Anjing |
Penyakit
Parvo merupakan salah satu penyakit viral yang
cukup sering terjadi pada hewan kecil khususnya pada anjing.
Infeksi Canine Parvovirus pertama kali ditemukan di Texas, Amerika
Serikat pada tahun 1977, baru kemudian menyebar ke seluruh wilayah di dunia. Di
Indonesia, infeksi Canine Parvovirus (CPV) banyak
ditemukan pada anjing muda, walaupun demikian penyakit ini dilaporkan dapat
menyerang anjing
pada semua umur.
Dilaporkan bahwa 87% kasus CPV tipe enteritis terjadi pada anak anjing di
bawah umur 6 bulan. Semakin tua umur
anjing, maka gejala klinis yang ditimbulkan tidak terlalu parah (Smith et al. 1980).
Pada anak anjing kejadian
infeksi Canine Parvovirus akan menjadi semakin buruk apabila disertai
dengan adanya infeksi parasit, stress di tempat baru, keadaan di dalam kandang
yang terlalu padat, sanitasi yang buruk, titer antibodi induk rendah dan
kegagalan tubuh membentuk respon kekebalan (Sendow 2003).
Infeksi
Canine Parvovirus (CPV) memiliki tingkat mortalitas yang sangat tinggi,
pada anak anjing tingkat mortalitasnya dapat mencapai 100% (Sendow & Hamid
2004). Penyakit ini umumnya menyerang saluran pencernaan, namun dapat juga
menyerang jantung yang dapat menyebabkan kematian mendadak pada anjing (Sendow
2003).

++++++++++++++++++++

• Tugas Kerja:
Cetak bagian teks tentang penyakit parvo pada anjing tanpa perubahan, mulai dari "Infeksi Canine Parvovirus pertama" dan berakhir pada "pada semua umur.".

++++++++++++++++++++

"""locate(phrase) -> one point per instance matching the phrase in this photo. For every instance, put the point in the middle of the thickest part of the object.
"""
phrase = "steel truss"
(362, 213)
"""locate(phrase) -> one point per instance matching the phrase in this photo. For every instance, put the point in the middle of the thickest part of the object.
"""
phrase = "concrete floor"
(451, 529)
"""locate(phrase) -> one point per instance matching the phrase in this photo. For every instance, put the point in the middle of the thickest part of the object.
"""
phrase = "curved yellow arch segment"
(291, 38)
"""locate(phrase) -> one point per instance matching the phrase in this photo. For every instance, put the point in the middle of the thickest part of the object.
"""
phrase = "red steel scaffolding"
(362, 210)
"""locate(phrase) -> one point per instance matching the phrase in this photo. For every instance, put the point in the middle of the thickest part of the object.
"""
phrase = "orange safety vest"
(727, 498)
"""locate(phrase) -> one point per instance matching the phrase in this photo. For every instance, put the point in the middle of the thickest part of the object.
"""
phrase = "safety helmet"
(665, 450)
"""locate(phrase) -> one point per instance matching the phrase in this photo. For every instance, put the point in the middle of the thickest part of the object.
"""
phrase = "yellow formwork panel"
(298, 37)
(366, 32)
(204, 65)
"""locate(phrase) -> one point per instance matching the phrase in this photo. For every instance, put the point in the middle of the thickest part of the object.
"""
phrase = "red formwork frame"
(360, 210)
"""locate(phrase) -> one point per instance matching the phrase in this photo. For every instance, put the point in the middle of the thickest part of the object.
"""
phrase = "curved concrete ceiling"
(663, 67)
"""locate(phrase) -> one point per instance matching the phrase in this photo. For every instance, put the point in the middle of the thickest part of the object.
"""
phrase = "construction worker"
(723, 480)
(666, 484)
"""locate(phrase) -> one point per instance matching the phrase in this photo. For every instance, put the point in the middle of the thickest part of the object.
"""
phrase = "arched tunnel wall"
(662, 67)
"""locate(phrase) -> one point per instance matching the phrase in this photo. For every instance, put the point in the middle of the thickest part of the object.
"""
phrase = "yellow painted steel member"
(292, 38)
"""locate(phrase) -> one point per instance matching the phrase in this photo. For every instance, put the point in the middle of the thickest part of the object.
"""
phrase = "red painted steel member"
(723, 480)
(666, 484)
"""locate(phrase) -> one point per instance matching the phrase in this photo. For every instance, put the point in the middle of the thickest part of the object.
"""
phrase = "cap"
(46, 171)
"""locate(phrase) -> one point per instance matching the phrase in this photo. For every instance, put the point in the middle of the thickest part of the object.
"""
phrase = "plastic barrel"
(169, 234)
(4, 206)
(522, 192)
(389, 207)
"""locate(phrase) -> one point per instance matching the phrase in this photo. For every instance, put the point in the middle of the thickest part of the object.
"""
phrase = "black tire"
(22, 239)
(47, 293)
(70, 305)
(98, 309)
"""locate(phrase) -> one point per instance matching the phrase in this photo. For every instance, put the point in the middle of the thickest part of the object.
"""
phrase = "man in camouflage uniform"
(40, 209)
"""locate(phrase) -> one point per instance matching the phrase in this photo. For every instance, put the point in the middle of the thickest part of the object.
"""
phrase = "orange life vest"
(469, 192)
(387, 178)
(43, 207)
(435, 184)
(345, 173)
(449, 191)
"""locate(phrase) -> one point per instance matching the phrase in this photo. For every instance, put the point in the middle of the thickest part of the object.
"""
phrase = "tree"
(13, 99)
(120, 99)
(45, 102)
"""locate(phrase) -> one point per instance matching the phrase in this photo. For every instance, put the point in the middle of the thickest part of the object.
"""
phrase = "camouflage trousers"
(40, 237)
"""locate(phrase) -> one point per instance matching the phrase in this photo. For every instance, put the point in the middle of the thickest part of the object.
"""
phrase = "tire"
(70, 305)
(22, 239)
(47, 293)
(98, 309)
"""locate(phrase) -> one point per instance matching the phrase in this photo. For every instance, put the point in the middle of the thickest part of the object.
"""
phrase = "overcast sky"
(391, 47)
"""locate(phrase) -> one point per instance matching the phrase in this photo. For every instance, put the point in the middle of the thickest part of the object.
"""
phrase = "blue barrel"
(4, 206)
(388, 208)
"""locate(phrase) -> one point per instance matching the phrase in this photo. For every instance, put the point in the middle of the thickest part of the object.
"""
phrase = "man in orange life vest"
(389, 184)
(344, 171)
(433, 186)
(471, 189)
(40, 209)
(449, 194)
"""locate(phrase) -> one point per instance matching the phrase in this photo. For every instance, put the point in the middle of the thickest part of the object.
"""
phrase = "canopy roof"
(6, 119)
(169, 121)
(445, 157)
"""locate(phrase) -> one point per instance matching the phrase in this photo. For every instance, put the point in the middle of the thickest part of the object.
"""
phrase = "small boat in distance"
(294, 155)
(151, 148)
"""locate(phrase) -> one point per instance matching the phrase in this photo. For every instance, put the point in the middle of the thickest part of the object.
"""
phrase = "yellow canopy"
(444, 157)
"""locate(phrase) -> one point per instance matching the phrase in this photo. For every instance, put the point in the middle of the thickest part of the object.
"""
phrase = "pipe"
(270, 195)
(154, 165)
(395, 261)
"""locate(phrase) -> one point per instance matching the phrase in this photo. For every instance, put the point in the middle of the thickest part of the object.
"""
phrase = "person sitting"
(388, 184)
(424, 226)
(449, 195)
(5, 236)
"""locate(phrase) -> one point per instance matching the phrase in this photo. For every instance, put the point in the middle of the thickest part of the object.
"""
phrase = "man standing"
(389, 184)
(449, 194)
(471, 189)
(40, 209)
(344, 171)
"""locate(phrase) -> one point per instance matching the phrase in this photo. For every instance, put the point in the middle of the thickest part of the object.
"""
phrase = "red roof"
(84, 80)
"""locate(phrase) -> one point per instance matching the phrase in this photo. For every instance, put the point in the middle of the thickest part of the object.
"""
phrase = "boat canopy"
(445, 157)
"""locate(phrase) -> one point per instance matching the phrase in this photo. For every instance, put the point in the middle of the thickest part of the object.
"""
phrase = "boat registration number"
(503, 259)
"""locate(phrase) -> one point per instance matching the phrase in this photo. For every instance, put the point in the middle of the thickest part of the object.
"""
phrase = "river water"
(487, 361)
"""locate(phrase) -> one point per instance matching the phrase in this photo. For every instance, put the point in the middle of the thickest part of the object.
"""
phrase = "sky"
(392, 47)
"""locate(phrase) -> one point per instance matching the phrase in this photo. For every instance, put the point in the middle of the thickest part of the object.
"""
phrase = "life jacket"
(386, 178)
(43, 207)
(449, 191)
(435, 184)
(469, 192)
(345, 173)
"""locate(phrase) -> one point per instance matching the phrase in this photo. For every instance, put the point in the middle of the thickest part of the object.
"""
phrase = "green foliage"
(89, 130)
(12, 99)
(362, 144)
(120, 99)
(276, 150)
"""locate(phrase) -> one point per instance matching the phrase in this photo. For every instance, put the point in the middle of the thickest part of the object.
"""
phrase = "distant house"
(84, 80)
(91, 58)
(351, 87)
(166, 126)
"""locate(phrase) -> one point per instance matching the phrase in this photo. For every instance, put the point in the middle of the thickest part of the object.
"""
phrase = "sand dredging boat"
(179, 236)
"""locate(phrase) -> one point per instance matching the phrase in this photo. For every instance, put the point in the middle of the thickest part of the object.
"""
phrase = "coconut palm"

++++++++++++++++++++

• Latihan Terjawab:
Infeksi Canine Parvovirus pertama kali ditemukan di Texas, Amerika
Serikat pada tahun 1977, baru kemudian menyebar ke seluruh wilayah di dunia. Di
Indonesia, infeksi Canine Parvovirus (CPV) banyak
ditemukan pada anjing muda, walaupun demikian penyakit ini dilaporkan dapat
menyerang anjing
pada semua umur.